Supplied text:
A common way to break the flow of long pages of text is to encapsulate sections within boxes, so to speak. You've probably seen this in word processors, or PDF viewers, to name a couple of prevalent examples.

This also is how many of the popular "reader" applications display the paginated content, and there is no reason a web page couldn't be designed that way from the beginning as well. Or, with the number of amazing designers out there, maybe something completely different.

I agree breaks are important, I'm just not sure multi-request pagination is the best interface for that. We only accept it because it is often necessary due to computing limitations.


I dislike the page metaphor, because, at least in PDFs and most word processors, it means that the page is a fixed width and the text won't reflow to fit my window. If I zoom in, I have to scroll left and right as I read each line! Very annoying.


What are the user click results of displaying the pagination as shown with the "Full story" option?

Maybe this is one of those things where the obvious answer isn't what users actually do or prefer for some reason.


This reminds me of the "life below 600 px" story from last week [1]. So yes, there is a reason to do multi-page content from that point of view.

Unfortunately, it's used as a cheap trick to smear limited content over pages that are riddled with ads. I hope the folks who promote this realise they're making visitors become immune to ads. Anyone remember that television layout from "Idiocracy"?

[1] http://news.ycombinator.com/item?id=3242670

edit:link


Most of these sites will have very detailed monitoring of performance/revenue generated by their ads. In all likelihood they've A/B tested ad impressions, clicks, conversions, and revenue generated by a single-page article versus the same on a paginated article, and discovered that (intuitively) spreading the content out over multiple pages with more opportunities to display ads gives better results. Maybe it's only marginally better, but in the world of online advertising even the tiniest improvement in conversions can mean huge changes in revenue when you throw enough users at it. The fact that some users may be annoyed by or made "immune" to ads is moot. They'll go where the money is.


The only reason is to inspire people to write Readability and similar addons. And another reason is to inspire people to create adtrash-free sites.


I worked on the redesign of a business news site and there were a fair number of vocal readers who really preferred paginating long articles.

Maybe it would be different today since everyone is using fixed headers and footers and sidebars that follow you, but if those aren't present it kinda sucks for the reader to get to the bottom of a long page and having to scroll way back up to find a nav bar.


Yes, you can link directly to a set of results. And if you go the route of sites like Kickstarter that automagically update the URL as you scroll, you still avoid having to load unintended content when you reload it for that set of results.

Given task 1:
Gather every line of the records that contains the word "cloud" and copy each one out.
Given task 2:
Proceed with the discussion of paginating web articles, picking up right after its final comment.
The pagination discussion and the records were taken from separate sources.

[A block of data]
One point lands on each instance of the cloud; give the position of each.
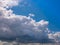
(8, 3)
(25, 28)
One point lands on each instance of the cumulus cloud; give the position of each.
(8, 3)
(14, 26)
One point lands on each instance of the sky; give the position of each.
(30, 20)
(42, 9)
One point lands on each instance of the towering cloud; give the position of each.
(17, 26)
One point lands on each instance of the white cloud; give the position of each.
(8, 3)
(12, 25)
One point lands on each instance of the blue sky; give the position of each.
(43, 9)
==
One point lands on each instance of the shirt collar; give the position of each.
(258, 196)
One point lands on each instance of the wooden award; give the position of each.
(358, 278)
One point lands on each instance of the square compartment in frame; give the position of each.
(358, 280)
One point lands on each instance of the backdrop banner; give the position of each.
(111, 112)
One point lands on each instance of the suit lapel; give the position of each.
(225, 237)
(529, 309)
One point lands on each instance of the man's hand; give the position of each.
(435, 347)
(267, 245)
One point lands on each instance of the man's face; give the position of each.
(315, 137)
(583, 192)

Task answer 1:
One point lands on each instance of the cloud; give the position of each.
One point lands on each instance of the cumulus cloud; give the position of each.
One point lands on each instance of the towering cloud; give the position of each.
One point lands on each instance of the white cloud; give the position of each.

Task answer 2:
If you click full story or next page, it allows the site to know how much you read.


This is also possible via scroll position sampling, but it requires a bit more technology.


Is there a good library for that? It would be a major pain to roll your own cross-browser scrollbar sampling code that could correctly tell you what text was on the screen at each sample (compensating for different layout engines, fonts, browser sizes, and zoom levels)


That requires JavaScript to be enabled, which limits it a bit.


google encourages pagination with their 3 ads/page limit. seems like the limit should be based on quantity of content, not a per page metric.


So, does n readers * m pages * 3 ads really matter significantly vs. 3m pages?

On a net conversion basis, do the extra impressions matter, or is this all stuff that people just filter (banner blindness, adblock, whatever) anyway?


Does CPC increase with pagination or only CPI? Why are advertisers still buying on CPI and not CPC?


Website owners don't like CPC because the advertisers try to push branded ads that don't ask for a click (essentially free advertising). It was only with the advent of Adsense that CPC became acceptable due to super efficient targeting, and even then it's often used as a last resort to fill unsold space.

Advertisers want CPC/CPA because it allows them to sit back and get the publishers to do the work, whereas CPM allows the publisher to concentrate on their website's content rather than targeting someone else's ads.


I don't think anyone is purchasing on CPI anymore. What happens is with the multiple pageviews the odds of a click go up. It's not linear, so you won't get 3x the revenue on a 3-page article v. a 1-page article, but it's still an increase.

I've found Cracked is pretty bad with this. "Oh, you wanted to look at a Top 10 list? Here it is over 4 pages."


this is completely incorrect. the majority of (non-adsense) ads are still sold on a CPM impression basis. the rates you get will be better if you have a solid click through rate, however.


More page views.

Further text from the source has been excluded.